#### What to work on
In the records below, rewrite the lines starting at "Provide an outline for every instance of the distant" and ending at "Now the distant", changing "distant hill" to "faraway hill" and keeping everything else the same. Return only those lines.

#### Raw records

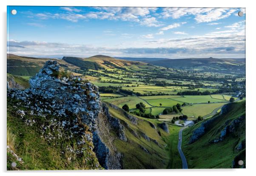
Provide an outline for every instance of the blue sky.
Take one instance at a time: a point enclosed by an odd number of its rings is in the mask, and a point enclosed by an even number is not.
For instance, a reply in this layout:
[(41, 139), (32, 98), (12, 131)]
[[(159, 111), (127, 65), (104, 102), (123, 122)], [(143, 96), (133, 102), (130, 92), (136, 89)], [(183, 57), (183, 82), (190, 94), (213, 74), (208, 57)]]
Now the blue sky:
[(9, 6), (9, 52), (58, 58), (245, 58), (241, 11), (245, 14), (239, 8)]

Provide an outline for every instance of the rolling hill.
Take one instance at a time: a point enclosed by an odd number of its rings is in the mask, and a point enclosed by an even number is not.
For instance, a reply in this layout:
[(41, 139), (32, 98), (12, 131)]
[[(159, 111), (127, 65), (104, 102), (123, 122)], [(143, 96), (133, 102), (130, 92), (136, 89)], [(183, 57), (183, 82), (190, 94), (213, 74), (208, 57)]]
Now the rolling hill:
[(164, 59), (145, 62), (153, 65), (165, 67), (222, 72), (244, 72), (245, 69), (245, 59), (243, 58), (190, 58)]

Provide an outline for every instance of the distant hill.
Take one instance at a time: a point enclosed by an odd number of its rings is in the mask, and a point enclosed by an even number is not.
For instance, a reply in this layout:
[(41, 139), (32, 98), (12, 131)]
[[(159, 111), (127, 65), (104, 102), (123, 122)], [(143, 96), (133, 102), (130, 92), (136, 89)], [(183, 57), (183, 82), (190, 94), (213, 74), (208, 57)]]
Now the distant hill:
[(81, 73), (85, 69), (117, 68), (125, 70), (126, 66), (147, 65), (145, 63), (117, 59), (103, 55), (88, 58), (64, 56), (62, 59), (59, 59), (20, 56), (9, 54), (7, 54), (7, 73), (14, 75), (34, 76), (46, 62), (50, 60), (57, 60), (63, 68), (78, 74)]
[(165, 67), (202, 70), (205, 71), (218, 71), (222, 72), (244, 72), (245, 59), (218, 59), (209, 58), (189, 58), (185, 59), (163, 59), (145, 61), (156, 66)]
[(100, 67), (97, 63), (84, 60), (82, 58), (75, 57), (63, 57), (62, 60), (83, 69), (98, 70)]
[(122, 59), (131, 61), (139, 61), (140, 62), (149, 62), (152, 61), (161, 60), (169, 59), (166, 58), (122, 58), (120, 57), (115, 57), (118, 59)]

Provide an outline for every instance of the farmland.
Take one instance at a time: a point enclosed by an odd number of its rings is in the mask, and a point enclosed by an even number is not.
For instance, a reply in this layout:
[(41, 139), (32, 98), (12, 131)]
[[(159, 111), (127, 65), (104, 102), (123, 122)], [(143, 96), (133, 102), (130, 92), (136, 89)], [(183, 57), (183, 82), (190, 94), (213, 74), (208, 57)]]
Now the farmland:
[[(27, 80), (39, 70), (35, 66), (42, 66), (46, 60), (13, 55), (8, 58), (8, 71)], [(138, 111), (136, 104), (142, 102), (145, 113), (154, 116), (177, 104), (182, 105), (183, 114), (207, 115), (229, 102), (234, 92), (243, 90), (245, 77), (236, 73), (165, 68), (103, 55), (64, 57), (58, 61), (64, 69), (99, 86), (102, 100), (120, 108), (127, 104), (133, 112)], [(22, 69), (14, 69), (19, 66)], [(231, 84), (236, 85), (230, 89)]]

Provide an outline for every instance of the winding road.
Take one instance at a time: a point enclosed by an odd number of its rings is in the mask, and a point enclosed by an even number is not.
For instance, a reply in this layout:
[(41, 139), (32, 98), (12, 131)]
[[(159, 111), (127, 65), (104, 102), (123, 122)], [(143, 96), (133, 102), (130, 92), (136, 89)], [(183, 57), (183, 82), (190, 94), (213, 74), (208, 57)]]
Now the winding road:
[(179, 143), (178, 143), (178, 150), (179, 150), (179, 153), (180, 155), (181, 160), (182, 162), (182, 169), (188, 169), (188, 163), (187, 163), (187, 160), (183, 152), (181, 149), (181, 144), (182, 143), (182, 132), (183, 129), (187, 128), (187, 126), (184, 127), (179, 130)]

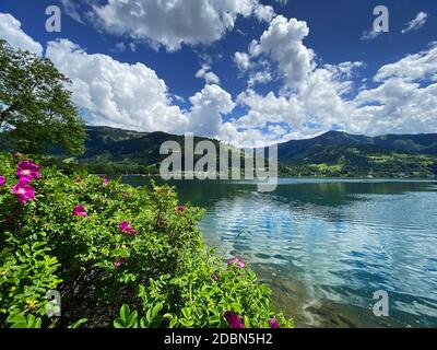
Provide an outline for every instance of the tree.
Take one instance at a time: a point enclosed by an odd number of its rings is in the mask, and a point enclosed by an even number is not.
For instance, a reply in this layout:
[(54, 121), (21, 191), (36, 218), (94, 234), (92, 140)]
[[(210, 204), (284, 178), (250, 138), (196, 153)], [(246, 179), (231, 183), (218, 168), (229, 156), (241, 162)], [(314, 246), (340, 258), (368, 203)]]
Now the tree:
[(49, 59), (0, 39), (0, 142), (25, 153), (83, 153), (84, 121), (69, 83)]

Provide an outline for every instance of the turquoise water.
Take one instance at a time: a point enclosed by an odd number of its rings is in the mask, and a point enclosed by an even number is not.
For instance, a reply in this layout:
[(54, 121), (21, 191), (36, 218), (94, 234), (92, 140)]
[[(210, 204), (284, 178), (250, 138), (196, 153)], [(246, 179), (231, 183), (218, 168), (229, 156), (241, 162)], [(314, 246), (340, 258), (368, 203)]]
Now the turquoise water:
[[(297, 326), (437, 327), (437, 183), (281, 179), (270, 194), (245, 182), (174, 185), (206, 209), (205, 242), (250, 262)], [(379, 290), (388, 317), (373, 313)]]

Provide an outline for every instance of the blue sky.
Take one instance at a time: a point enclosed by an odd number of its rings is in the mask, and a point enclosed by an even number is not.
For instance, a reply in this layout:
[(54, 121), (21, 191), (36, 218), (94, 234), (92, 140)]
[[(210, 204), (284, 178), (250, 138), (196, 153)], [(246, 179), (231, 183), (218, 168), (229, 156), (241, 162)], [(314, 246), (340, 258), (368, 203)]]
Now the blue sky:
[[(51, 4), (60, 33), (45, 28)], [(389, 32), (365, 39), (379, 4)], [(90, 124), (238, 144), (437, 132), (432, 0), (3, 0), (0, 13), (0, 37), (52, 59)]]

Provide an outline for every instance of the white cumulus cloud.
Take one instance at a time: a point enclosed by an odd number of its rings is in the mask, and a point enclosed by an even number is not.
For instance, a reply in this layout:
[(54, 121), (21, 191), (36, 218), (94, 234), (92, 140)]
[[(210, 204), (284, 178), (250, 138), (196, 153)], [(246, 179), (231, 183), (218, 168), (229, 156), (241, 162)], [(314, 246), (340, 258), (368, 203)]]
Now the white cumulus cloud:
[(202, 65), (202, 68), (196, 73), (196, 78), (204, 79), (206, 84), (220, 84), (220, 78), (211, 71), (211, 67), (208, 65)]
[(165, 82), (142, 63), (90, 55), (68, 39), (49, 42), (46, 56), (71, 78), (73, 101), (93, 124), (176, 132), (187, 122)]
[(406, 23), (406, 26), (402, 30), (402, 34), (409, 33), (411, 31), (418, 31), (422, 28), (428, 19), (428, 14), (425, 12), (418, 12), (417, 15)]

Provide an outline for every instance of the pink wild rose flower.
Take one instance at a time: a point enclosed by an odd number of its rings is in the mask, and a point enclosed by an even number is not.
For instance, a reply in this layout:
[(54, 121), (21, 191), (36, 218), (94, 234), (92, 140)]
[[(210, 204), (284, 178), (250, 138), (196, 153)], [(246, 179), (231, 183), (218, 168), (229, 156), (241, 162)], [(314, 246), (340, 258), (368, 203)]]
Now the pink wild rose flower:
[(85, 211), (85, 207), (83, 207), (82, 205), (75, 206), (72, 215), (86, 218), (87, 213)]
[(235, 329), (246, 328), (245, 324), (243, 323), (241, 317), (237, 316), (233, 312), (229, 312), (229, 311), (225, 312), (225, 318), (231, 328), (235, 328)]
[(40, 177), (39, 170), (39, 165), (33, 163), (29, 160), (25, 160), (19, 163), (16, 175), (19, 176), (21, 182), (29, 183), (33, 179), (38, 179)]
[(27, 185), (26, 182), (19, 182), (16, 186), (12, 186), (12, 192), (19, 199), (19, 202), (24, 205), (28, 200), (35, 199), (35, 188)]
[(114, 267), (116, 269), (118, 269), (121, 265), (126, 264), (126, 259), (125, 258), (119, 258), (116, 262), (114, 262)]
[(227, 266), (231, 266), (231, 265), (236, 265), (240, 269), (244, 269), (246, 267), (245, 261), (243, 261), (240, 258), (237, 258), (237, 257), (231, 259), (229, 262), (227, 262)]
[(270, 328), (281, 328), (280, 324), (277, 323), (276, 318), (272, 318), (269, 320)]

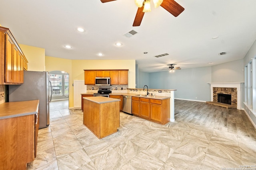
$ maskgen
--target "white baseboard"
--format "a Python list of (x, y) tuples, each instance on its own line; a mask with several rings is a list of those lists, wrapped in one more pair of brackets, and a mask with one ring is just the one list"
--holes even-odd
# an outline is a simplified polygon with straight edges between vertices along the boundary
[(174, 98), (174, 99), (178, 99), (178, 100), (188, 100), (190, 101), (200, 102), (206, 102), (206, 101), (204, 101), (203, 100), (192, 100), (191, 99), (180, 99), (178, 98)]

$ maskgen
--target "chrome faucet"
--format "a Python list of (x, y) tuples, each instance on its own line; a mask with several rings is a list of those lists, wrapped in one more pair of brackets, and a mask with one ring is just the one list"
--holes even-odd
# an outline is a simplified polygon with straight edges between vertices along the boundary
[(149, 94), (149, 92), (148, 92), (148, 86), (147, 86), (147, 85), (144, 86), (144, 87), (143, 87), (143, 90), (145, 90), (145, 86), (147, 86), (147, 95), (148, 95)]

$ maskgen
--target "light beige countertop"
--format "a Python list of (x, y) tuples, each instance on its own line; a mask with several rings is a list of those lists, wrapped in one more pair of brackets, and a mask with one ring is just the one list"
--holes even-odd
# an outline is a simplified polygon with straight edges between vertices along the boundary
[(0, 104), (0, 119), (36, 114), (39, 100), (5, 102)]
[[(93, 94), (93, 93), (82, 93), (81, 94), (81, 95), (92, 95)], [(142, 94), (141, 96), (139, 94), (135, 94), (134, 93), (110, 93), (109, 94), (110, 95), (122, 95), (122, 96), (133, 96), (133, 97), (138, 97), (139, 98), (148, 98), (150, 99), (158, 99), (160, 100), (164, 100), (165, 99), (167, 99), (169, 98), (170, 98), (170, 97), (169, 96), (155, 96), (155, 97), (154, 97), (154, 96), (151, 95), (148, 95), (147, 96), (145, 96), (145, 95)]]
[(114, 102), (118, 102), (120, 101), (119, 99), (106, 98), (106, 97), (103, 96), (88, 97), (87, 98), (83, 98), (98, 104), (110, 103)]

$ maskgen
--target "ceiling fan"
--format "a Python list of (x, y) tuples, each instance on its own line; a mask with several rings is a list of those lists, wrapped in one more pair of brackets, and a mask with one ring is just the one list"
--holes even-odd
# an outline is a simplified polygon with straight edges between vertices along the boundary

#### The completed task
Provide an outline for every instance of the faraway hill.
Take one instance at a time: a point enclosed by an odd number of its rings is in the mask, and a point enclosed by an even number is not.
For instance, a reply in this layout:
[(41, 139), (32, 98), (12, 131)]
[[(159, 111), (127, 65), (104, 102), (123, 122)], [(143, 96), (133, 102), (130, 92), (136, 89)], [(183, 57), (183, 82), (190, 94), (213, 74), (208, 57)]]
Now the faraway hill:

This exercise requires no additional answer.